Mesocosm experiments were conducted inside greenhouse tunnels at the Waainek Research Facility at Rhodes University in Grahamstown, South Africa. The first experiment (P. stratiotes and E. densa) was completed between 8 April and 17 June 2015, while the second experiment (P. stratiotes and L. major) ran from 4 April to 23 May 2016. Individual P. stratiotes plants were sourced from insect-free stock plants maintained at the Waainek Research Facility. Adult Neohydronomus affinis Hustache (Coleoptera: Curculionidae), a weevil routinely used in the biological control of P. stratiotes (Cilliers, 1991), were supplied by the South African Sugarcane Research Institute (SASRI). Stock plants for each of the submerged plant species were collected 6 months before the start of their respective experiments and cultivated at the research facility. The E. densa culture was collected from the Kouga River, near Patensie, Eastern Cape, (33°44′54.6″S, 24°38′07.6″E), and the L. major culture was collected from a population in a quarry dam near Stutterheim, Eastern Cape, (32°35′14.4″S, 27°27′48.4″E). All plants were cultivated at the Waainek Research Facility where they grew in a flow through system, which comprised of eight connected tanks of spring water that passed through a UV light and filter. During cultivation, plants were grown under 80% shade cloth, with no artificial light sources (typical light readings inside the polytunnel were ~ 1000 Einstein/m2/s) and were supplied with initial optimum nutrients according to Smart et al. (1994). One month prior to both experiments, all submerged plants were treated with Malathion (Kombat), an organophosphate insecticide (according to manufacturer’s guidelines) to kill any phytophagous insects associated with the plants collected from the field. The floating plants were not subjected to this treatment so as not to harm the biocontrol agents.

QUESTIONS ON THE MATERIAL:
a) In the mesocosm methods text, who supplied the adult Neohydronomus affinis weevils?
b) Carry on the mesocosm methods text from its last sentence.
The rows that follow have nothing to do with the mesocosm methods text.

SUPPLIED INFORMATION:
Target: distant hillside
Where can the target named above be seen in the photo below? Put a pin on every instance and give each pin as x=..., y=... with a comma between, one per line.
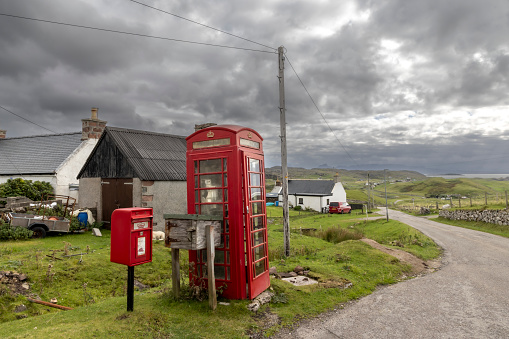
x=345, y=175
x=441, y=186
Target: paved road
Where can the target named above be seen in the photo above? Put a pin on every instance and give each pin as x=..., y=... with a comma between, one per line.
x=467, y=298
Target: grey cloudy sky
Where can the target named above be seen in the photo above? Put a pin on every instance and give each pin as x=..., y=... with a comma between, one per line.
x=404, y=84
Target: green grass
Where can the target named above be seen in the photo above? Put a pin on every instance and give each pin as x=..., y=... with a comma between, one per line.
x=100, y=305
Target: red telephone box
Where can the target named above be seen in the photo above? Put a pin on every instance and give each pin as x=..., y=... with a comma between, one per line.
x=131, y=236
x=226, y=176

TASK RESPONSES:
a) The South African Sugarcane Research Institute (SASRI).

b)
Both experiments were conducted in mesocosms constructed from black plastic 75 L bins (55 cm diameter), each filled with 65 L of spring water. In the bottom of each bin, a 10 L planting container was filled with a 10 cm layer of pond sediment topped with a 2 cm layer of silica sand to prevent clouding of the water and to limit algal growth. Sediment was collected from Jameson Dam, Eastern Cape, South Africa (33°19′07.2″S, 26°26′24.0″E). Thirty apical shoots (20 cm in length) of the relevant submerged species were planted in each container, and left for 3 weeks to acclimatise and grow to a starting density of 100% cover.

There were three initial planting density treatments following the De Wit replacement series (De Wit & Van den Bergh, 1965), each a different ratio of floating to submerged plants: 90:10, 50:50 and 10:90% respectively. After the acclimation phase, either 27, 15 or 3 shoots (approximately 50 cm in length) were removed from each container to represent the 10, 50 and 90% densities of the submerged plant, respectively. To achieve the planting densities of the floating P. stratiotes (90, 50 and 10%), either nine, five or one rosette(s) each of a similar size class (12–16 cm diameter) were added to the mesocosms.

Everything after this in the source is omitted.